-- Start MATERIAL FOR THIS EXERCISE --

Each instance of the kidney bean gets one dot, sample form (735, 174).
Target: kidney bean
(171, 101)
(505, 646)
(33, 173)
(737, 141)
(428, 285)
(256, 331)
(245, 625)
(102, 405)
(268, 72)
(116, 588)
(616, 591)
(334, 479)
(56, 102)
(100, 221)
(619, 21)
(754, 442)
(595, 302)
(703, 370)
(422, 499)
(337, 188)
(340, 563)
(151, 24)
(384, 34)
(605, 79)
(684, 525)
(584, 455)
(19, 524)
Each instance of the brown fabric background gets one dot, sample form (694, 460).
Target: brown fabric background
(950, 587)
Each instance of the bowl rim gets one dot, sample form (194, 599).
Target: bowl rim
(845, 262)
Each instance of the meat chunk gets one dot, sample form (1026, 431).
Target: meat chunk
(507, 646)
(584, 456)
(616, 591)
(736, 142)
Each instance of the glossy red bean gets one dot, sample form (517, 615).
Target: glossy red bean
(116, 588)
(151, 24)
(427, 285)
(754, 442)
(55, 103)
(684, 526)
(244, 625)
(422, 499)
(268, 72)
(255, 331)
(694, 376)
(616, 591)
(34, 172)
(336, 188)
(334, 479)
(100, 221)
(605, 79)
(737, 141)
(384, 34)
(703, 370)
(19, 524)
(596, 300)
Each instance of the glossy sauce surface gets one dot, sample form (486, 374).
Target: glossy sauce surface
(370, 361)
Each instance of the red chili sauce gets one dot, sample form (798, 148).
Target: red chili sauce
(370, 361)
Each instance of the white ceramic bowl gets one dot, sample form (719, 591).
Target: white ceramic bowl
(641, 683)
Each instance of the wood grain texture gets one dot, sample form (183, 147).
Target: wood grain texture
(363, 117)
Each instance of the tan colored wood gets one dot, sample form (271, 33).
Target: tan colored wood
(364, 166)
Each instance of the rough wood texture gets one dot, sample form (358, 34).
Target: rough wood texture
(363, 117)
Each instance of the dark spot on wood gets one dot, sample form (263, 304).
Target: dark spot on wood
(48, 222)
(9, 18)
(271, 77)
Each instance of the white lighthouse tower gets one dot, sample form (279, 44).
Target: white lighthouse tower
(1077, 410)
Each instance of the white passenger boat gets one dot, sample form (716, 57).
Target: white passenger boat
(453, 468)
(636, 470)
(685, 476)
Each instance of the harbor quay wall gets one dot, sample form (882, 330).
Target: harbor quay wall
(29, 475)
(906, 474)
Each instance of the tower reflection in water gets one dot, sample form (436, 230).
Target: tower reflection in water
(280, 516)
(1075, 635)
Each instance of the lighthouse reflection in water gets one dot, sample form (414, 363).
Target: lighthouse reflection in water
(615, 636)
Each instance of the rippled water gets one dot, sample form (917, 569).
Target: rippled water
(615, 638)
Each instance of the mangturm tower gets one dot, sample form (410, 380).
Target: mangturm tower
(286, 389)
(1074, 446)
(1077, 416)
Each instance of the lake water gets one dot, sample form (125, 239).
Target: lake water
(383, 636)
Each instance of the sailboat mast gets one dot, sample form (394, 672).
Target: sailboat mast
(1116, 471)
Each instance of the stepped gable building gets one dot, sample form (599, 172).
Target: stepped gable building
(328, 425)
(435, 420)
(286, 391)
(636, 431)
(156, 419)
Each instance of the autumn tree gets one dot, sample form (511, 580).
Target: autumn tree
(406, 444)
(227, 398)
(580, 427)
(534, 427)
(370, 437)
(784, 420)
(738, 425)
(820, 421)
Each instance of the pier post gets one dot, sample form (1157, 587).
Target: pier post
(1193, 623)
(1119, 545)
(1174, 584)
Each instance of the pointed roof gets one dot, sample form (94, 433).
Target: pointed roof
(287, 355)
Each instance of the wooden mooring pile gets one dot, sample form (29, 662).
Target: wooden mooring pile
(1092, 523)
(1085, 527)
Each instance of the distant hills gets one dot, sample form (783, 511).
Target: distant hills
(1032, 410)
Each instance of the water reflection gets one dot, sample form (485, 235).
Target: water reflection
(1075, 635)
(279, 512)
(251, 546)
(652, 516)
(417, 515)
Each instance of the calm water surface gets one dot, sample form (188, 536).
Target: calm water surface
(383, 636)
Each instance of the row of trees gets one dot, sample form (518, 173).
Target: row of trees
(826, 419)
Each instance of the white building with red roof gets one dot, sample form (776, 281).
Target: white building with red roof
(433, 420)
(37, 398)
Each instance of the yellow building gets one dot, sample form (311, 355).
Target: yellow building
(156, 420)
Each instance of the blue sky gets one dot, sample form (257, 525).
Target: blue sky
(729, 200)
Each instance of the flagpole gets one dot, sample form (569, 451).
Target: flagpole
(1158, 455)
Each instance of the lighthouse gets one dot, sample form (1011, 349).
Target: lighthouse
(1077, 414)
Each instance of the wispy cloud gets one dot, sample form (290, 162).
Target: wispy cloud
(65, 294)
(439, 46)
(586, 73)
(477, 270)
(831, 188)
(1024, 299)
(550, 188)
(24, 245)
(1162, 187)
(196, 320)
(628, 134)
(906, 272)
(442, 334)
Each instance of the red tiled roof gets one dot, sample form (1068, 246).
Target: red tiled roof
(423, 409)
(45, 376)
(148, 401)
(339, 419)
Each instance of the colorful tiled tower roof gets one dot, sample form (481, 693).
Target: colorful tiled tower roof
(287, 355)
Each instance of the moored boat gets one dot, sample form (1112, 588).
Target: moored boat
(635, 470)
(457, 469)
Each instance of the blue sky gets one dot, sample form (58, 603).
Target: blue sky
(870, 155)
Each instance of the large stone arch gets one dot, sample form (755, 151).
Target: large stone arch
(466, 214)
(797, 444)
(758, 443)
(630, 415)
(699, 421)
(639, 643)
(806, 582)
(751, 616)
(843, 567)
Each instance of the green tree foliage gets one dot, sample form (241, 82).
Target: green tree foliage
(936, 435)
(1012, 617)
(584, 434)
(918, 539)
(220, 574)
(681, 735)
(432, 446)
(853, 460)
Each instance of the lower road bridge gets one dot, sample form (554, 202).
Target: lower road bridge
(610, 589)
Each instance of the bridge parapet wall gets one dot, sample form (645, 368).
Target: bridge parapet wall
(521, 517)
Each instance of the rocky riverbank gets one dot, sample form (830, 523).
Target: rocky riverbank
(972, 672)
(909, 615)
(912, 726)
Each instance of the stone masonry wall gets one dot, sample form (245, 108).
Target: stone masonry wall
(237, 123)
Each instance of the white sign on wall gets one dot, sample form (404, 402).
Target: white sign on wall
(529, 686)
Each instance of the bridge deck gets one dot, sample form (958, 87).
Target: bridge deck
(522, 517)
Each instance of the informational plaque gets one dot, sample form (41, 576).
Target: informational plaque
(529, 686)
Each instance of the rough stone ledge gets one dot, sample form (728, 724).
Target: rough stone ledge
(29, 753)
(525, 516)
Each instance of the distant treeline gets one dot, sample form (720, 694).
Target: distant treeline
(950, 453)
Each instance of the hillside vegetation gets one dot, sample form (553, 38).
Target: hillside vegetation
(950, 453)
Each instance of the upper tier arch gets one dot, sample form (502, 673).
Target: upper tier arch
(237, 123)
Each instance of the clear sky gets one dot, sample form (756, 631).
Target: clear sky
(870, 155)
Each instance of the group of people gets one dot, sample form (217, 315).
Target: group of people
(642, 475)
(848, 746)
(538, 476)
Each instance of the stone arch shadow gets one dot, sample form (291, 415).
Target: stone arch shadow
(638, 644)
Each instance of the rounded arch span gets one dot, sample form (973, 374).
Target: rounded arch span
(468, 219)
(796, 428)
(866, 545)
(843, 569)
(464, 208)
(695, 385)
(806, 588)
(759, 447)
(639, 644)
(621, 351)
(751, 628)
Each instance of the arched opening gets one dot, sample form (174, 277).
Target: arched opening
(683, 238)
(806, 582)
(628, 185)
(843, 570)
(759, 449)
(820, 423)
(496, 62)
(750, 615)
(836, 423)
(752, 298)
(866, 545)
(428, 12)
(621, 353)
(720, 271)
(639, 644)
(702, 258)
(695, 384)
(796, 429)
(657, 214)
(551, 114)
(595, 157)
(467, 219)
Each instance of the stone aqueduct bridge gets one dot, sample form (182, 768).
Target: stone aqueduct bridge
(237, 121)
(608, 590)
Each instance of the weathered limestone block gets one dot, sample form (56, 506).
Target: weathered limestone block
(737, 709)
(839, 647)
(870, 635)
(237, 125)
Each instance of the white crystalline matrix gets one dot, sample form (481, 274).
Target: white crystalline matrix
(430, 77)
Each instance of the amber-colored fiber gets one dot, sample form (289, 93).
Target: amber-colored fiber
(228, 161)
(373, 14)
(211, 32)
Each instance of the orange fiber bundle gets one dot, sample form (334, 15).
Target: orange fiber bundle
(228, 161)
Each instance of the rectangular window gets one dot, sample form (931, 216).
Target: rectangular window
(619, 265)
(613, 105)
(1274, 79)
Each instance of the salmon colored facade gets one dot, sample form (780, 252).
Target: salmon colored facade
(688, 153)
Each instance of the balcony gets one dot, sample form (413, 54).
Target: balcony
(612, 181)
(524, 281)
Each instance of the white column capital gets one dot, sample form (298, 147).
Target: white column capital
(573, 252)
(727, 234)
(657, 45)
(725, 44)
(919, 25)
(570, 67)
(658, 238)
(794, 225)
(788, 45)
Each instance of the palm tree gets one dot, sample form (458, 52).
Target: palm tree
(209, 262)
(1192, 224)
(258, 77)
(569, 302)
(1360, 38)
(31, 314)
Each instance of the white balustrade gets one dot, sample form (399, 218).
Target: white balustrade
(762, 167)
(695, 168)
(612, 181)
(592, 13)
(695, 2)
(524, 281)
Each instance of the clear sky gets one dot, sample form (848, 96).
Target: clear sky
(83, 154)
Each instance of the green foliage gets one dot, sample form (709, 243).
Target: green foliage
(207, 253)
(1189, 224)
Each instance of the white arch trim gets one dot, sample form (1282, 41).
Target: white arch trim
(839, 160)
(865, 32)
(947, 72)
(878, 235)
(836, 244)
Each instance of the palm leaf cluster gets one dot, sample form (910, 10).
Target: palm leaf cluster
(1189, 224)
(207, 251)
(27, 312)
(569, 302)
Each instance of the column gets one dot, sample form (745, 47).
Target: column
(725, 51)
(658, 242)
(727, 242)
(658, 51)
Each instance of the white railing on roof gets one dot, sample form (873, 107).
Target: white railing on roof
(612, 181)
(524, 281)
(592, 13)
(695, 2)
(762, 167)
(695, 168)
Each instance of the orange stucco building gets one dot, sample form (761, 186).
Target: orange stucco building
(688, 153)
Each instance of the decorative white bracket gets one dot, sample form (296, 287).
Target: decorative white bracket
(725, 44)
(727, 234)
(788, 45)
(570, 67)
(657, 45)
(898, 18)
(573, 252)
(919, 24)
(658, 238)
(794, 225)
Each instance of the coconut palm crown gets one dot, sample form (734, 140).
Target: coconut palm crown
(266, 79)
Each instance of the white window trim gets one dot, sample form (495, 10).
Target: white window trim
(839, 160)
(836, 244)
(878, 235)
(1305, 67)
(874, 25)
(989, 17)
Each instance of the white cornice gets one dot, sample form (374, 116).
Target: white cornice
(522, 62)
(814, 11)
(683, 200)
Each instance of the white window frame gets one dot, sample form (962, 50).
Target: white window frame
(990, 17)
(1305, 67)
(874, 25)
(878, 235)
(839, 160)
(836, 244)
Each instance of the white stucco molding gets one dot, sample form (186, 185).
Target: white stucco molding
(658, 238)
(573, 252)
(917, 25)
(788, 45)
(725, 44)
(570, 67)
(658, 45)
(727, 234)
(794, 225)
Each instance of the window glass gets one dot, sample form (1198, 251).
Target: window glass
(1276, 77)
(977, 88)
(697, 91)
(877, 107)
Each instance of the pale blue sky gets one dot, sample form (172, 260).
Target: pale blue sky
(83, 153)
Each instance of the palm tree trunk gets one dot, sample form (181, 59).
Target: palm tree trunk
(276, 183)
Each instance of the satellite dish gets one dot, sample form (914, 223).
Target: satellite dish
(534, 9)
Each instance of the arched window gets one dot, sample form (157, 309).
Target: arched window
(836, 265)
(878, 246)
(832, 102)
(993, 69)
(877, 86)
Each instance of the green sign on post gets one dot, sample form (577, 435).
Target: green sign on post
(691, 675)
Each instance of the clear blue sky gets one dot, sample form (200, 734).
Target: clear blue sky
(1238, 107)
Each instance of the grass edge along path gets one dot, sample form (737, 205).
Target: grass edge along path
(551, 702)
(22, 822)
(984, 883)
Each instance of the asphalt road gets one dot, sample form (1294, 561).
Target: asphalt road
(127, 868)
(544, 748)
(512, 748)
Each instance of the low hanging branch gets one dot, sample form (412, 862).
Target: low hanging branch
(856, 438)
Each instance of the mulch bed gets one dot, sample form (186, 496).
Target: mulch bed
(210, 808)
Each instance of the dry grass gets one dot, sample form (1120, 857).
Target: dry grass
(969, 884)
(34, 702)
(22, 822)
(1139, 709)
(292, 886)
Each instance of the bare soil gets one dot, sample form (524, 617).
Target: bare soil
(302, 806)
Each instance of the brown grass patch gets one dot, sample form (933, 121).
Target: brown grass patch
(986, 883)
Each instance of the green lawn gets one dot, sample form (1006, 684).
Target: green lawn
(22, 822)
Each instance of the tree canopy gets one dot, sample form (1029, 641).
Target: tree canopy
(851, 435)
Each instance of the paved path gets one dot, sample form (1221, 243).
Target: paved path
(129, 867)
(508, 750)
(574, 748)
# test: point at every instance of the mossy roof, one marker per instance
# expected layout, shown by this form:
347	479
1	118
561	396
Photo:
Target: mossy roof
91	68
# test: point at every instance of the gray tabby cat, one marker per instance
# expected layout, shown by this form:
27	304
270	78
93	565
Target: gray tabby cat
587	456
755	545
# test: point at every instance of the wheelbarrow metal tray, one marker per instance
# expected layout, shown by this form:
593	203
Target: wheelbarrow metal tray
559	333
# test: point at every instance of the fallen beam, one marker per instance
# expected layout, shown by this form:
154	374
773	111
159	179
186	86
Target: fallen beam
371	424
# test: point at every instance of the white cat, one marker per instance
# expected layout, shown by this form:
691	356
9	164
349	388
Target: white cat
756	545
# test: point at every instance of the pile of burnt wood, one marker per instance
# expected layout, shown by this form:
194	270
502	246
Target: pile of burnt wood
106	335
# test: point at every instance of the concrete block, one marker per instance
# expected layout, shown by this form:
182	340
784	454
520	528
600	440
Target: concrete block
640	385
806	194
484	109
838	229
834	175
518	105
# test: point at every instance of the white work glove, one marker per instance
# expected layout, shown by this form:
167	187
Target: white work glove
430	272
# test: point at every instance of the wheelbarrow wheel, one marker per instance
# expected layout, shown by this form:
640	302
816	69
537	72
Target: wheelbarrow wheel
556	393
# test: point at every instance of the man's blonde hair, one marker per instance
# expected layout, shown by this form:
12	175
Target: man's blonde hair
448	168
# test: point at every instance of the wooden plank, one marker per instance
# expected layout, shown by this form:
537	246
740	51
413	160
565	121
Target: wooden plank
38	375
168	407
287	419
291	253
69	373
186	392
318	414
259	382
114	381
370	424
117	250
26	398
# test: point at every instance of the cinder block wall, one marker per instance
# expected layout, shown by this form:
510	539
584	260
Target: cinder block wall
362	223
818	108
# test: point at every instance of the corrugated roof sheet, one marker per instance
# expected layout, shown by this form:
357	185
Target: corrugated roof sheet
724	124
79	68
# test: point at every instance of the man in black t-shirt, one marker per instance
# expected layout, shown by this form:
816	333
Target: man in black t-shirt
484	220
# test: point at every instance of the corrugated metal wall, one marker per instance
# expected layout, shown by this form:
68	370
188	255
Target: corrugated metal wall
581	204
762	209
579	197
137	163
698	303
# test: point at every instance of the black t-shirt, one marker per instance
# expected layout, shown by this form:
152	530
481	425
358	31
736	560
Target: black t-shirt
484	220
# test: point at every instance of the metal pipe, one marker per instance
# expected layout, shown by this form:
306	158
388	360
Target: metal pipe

-- End MATERIAL FOR THIS EXERCISE --

Exactly and only the lines from the line containing "# test: point at every instance of the cinder" through the last line of the entries should be copied, both ends included.

■ **CORRECT RESPONSE**
# test: point at every instance of the cinder block wall, one marker per instance
# expected layout, shown by this form:
510	539
584	260
Target: cinder block wall
362	223
818	108
# test: point at every instance of the corrugated roof sheet, one marker per instance
# expected layout, shown by this form:
357	185
Target: corrugated roof sheet
724	124
79	68
# test: point at every instance of the man in black t-shirt, one marker per instance
# expected layout, shown by this form:
816	333
Target: man in black t-shirt
484	220
# test: point at every instance of the corrugated metal wall, one marker per instance
# expected layout, shown by this form:
68	370
188	255
Target: corrugated metal wall
581	204
762	209
579	197
137	163
698	303
# test: point at every instance of the black t-shirt, one marker per instance
# expected layout, shown by this form:
152	530
481	425
358	31
736	560
Target: black t-shirt
484	220
# test: point at every instance of the metal pipe, one marker per instance
# expected layout, shown by this form:
306	158
388	360
Target: metal pipe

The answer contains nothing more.